■ Bacaan yang Disediakan
Peristiwa Daerah

Rumah Ambruk, Kakek Muadzin di Banyuwangi Hidup Memprihatinkan

Rabu, 02 Mei 2018 - 13:09 | 48.52k
Moh Sai (75) warga Desa Patoman, Banyuwangi tinggal digubuk reot setelah rumahnya roboh dua bulan lalu. (FOTO: Dian Effendi/TIMES Indonesia)
Moh Sai (75) warga Desa Patoman, Banyuwangi tinggal digubuk reot setelah rumahnya roboh dua bulan lalu. (FOTO: Dian Effendi/TIMES Indonesia)

TIMESINDONESIA, BANYUWANGIKemiskinan masih menjadi tantangan besar Pemerintah Kabupaten Banyuwangi, Jawa Timur. Diperlukan kepekaan dan kecepatan untuk meringankan beban hidup rakyat miskin.

Mohammad Sai (70) dan Poniyem (65), warga Dusun Patoman Timur, RT 4 RW 1 Desa Patoman, Kecamatan Blimbingsari berkeluh kesah tentang kehidupan sehari-hari tanpa tempat tinggal.

■ Data yang Diberikan
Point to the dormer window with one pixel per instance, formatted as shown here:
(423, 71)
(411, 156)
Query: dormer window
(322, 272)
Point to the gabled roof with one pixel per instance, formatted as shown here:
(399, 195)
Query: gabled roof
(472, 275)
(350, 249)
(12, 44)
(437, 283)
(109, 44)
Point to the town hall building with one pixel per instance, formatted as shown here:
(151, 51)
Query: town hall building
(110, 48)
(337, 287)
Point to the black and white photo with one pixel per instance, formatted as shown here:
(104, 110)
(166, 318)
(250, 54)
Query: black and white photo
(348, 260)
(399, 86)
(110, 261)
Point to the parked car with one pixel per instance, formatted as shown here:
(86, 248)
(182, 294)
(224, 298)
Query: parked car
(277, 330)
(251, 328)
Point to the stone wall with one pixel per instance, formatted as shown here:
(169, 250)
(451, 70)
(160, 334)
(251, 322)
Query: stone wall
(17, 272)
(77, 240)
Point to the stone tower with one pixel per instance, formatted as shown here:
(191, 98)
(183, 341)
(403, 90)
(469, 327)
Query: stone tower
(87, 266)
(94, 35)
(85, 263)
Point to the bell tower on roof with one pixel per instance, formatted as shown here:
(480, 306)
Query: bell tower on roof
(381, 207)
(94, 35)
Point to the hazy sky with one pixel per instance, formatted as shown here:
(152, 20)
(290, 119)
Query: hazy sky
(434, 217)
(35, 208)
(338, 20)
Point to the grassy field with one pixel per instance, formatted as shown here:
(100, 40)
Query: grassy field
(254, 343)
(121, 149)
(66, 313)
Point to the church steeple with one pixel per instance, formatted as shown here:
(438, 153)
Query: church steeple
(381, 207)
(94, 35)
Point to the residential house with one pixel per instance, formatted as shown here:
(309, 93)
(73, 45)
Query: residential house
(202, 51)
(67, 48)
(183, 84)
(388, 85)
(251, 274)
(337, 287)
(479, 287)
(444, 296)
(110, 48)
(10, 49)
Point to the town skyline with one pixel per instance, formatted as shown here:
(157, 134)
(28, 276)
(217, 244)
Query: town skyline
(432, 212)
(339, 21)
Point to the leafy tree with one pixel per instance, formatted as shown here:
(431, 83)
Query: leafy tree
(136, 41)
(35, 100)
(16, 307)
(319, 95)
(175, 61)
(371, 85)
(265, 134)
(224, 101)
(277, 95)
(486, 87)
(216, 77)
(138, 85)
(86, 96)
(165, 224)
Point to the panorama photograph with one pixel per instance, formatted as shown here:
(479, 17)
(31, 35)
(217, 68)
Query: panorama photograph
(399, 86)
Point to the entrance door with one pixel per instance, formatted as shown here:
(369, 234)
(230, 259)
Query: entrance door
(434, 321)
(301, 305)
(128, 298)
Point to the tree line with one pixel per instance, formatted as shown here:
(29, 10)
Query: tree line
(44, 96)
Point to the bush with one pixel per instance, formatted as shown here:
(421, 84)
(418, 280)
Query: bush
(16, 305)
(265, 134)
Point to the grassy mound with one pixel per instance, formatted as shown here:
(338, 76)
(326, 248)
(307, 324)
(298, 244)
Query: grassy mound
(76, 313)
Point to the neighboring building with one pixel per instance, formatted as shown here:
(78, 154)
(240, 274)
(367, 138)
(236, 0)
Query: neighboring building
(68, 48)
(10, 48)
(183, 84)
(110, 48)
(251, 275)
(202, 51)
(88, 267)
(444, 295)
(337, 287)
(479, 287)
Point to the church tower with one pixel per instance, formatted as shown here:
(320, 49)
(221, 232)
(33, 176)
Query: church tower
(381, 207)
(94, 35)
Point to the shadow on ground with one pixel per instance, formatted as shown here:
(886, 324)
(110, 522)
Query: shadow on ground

■ Petunjuk Kerja
**a)** Menurut berita tentang rumah ambruk di Banyuwangi, di desa dan kecamatan mana Mohammad Sai dan Poniyem tinggal?
**b)** Tentukan apakah setiap pernyataan berikut sesuai dengan berita tentang rumah ambruk di Banyuwangi. Jawab ya atau tidak, lalu kutip kata-kata dari berita itu yang menjadi penentunya. (i) Rumah Moh Sai roboh dua bulan lalu. (ii) Kemiskinan tidak lagi menjadi tantangan bagi Pemerintah Kabupaten Banyuwangi. (iii) Poniyem berusia 65 tahun.
**c)** Teruskan berita tentang rumah ambruk di Banyuwangi mulai dari bagian setelah kalimat terakhirnya.

■ Hasil Berurutan
**a)** Mereka tinggal di Desa Patoman, Kecamatan Blimbingsari, tepatnya di Dusun Patoman Timur, RT 4 RW 1.

**b)**
(i) Ya: "setelah rumahnya roboh dua bulan lalu".
(ii) Tidak: "Kemiskinan masih menjadi tantangan besar Pemerintah Kabupaten Banyuwangi".
(iii) Ya: "Poniyem (65)".

**c)**
“Dua bulan yang lalu, rumah kami roboh terkena angin kencang dan hujan lebat. Saat itu, bapak tertimpa reruntuhan sampai pingsan,” jelas Poniyem, Rabu (2/5/2018).

Kejadian itu terjadi sekitar pukul 17.00 WIB menjelang waktu shalat magrib. “Bapak ada di dalam, saya kebetulan sedang mengambil air,” tandas Poniyem.

Menurut salah satu tetangga, Octa, kondisi rumah milik Sa’i dan Poniyem terbuat dari kayu, bambu, dan gedheg. Karena terlalu tua dan kerasnya angin yang menerpa, rumah yang berdiri di tanah wakaf milik salah satu sekolah di Desa Patoman itu pun roboh.

“Saat kejadian, warga langsung berhamburan menolong pak Sa’i yang tertimpa reruntuhan. Beruntung bisa sehat kembali,” ujar Octa.

Setelah peristiwa itu, kata Mohammad Sai, Kepala Desa, Sekretaris Desa, Kepala Dusun, dan Polisi langsung datang menjenguk. Saat itu, lanjutnya, KTP dan Kartu Keluarga juga diminta.

KTP dan Kartu Keluarga itu, katanya untuk melengkapi proses pembangunan kembali rumah yang roboh.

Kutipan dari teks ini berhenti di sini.